[Stored dataset items]

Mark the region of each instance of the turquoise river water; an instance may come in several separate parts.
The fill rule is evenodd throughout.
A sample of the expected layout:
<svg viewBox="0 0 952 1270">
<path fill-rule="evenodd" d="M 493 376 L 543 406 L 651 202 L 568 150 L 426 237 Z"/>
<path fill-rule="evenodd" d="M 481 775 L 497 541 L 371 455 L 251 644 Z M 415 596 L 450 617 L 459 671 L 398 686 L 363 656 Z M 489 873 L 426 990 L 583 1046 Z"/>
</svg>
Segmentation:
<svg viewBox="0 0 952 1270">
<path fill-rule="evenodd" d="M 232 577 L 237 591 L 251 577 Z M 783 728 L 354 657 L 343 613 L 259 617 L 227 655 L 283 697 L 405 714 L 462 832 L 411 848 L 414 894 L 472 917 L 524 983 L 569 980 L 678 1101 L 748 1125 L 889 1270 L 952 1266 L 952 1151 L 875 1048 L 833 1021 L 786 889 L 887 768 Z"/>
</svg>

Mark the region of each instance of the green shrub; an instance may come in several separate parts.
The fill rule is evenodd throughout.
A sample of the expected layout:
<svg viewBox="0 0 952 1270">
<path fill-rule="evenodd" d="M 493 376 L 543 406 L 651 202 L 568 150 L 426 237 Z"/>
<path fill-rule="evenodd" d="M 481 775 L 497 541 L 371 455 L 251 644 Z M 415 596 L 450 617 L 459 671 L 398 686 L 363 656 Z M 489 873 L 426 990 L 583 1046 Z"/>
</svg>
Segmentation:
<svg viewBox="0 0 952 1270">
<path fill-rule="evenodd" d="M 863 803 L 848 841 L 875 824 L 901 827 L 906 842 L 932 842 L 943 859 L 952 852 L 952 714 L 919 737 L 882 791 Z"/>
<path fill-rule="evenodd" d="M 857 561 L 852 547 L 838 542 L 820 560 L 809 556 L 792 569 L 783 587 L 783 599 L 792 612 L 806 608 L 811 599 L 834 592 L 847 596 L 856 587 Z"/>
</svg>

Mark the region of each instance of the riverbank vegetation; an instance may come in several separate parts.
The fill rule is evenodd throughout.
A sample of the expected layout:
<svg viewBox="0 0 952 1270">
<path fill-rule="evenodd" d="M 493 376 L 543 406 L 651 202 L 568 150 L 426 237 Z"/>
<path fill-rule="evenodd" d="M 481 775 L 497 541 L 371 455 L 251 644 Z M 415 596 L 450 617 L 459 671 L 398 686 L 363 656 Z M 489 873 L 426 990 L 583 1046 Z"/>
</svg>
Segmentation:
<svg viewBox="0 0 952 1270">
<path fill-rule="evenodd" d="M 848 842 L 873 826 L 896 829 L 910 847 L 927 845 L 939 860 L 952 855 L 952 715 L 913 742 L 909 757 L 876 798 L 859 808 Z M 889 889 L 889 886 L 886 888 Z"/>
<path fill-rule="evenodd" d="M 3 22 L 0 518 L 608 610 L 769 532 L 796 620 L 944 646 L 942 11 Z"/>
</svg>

**Challenge**
Reproduce all of the entries above line for line, without altering anything.

**Final answer**
Mark the region of each instance of the turquoise river water; an instance may come in several separate parts.
The fill rule is evenodd throughout.
A sample of the expected layout:
<svg viewBox="0 0 952 1270">
<path fill-rule="evenodd" d="M 493 376 L 543 406 L 651 202 L 568 150 L 426 237 Z"/>
<path fill-rule="evenodd" d="M 481 775 L 497 541 L 371 455 L 251 644 Z M 415 596 L 450 617 L 459 671 L 398 686 L 363 656 Z M 489 873 L 426 990 L 583 1046 Z"/>
</svg>
Segmentation:
<svg viewBox="0 0 952 1270">
<path fill-rule="evenodd" d="M 232 577 L 237 591 L 251 577 Z M 783 728 L 354 657 L 343 613 L 259 617 L 227 655 L 283 697 L 405 714 L 462 832 L 411 848 L 414 894 L 472 917 L 524 983 L 569 980 L 678 1101 L 748 1125 L 889 1270 L 952 1266 L 952 1151 L 875 1048 L 833 1021 L 786 889 L 887 768 Z"/>
</svg>

Mark the region of each instance of the green shrub; an instance may come in several separate parts.
The fill rule is evenodd throughout.
A sample of the expected layout:
<svg viewBox="0 0 952 1270">
<path fill-rule="evenodd" d="M 493 376 L 543 406 L 651 202 L 568 150 L 426 237 Z"/>
<path fill-rule="evenodd" d="M 481 775 L 497 541 L 371 455 L 251 644 Z M 415 596 L 450 617 L 459 671 L 398 686 L 363 656 Z M 489 873 L 426 990 L 583 1046 Z"/>
</svg>
Segmentation:
<svg viewBox="0 0 952 1270">
<path fill-rule="evenodd" d="M 863 803 L 848 841 L 875 824 L 901 827 L 906 842 L 932 842 L 943 859 L 952 852 L 952 714 L 919 737 L 882 791 Z"/>
<path fill-rule="evenodd" d="M 857 561 L 852 547 L 838 542 L 820 560 L 809 556 L 792 569 L 783 587 L 783 599 L 792 612 L 806 608 L 811 599 L 834 592 L 847 596 L 856 587 Z"/>
</svg>

Mark the region of each instance of the riverbank vegetation; an instance may come in several separate parts.
The fill rule is evenodd throughout.
A sample of the expected layout:
<svg viewBox="0 0 952 1270">
<path fill-rule="evenodd" d="M 493 376 L 543 406 L 651 202 L 568 150 L 426 237 Z"/>
<path fill-rule="evenodd" d="M 481 775 L 497 541 L 371 455 L 251 644 Z M 415 596 L 450 617 L 459 671 L 398 686 L 363 656 Z M 489 873 L 426 990 L 583 1046 Z"/>
</svg>
Segmentation:
<svg viewBox="0 0 952 1270">
<path fill-rule="evenodd" d="M 848 842 L 873 826 L 896 829 L 910 847 L 927 845 L 939 860 L 952 855 L 952 715 L 913 742 L 909 757 L 876 798 L 859 808 Z M 889 889 L 889 886 L 886 888 Z"/>
<path fill-rule="evenodd" d="M 3 22 L 0 518 L 608 610 L 769 532 L 796 620 L 944 646 L 942 11 Z"/>
</svg>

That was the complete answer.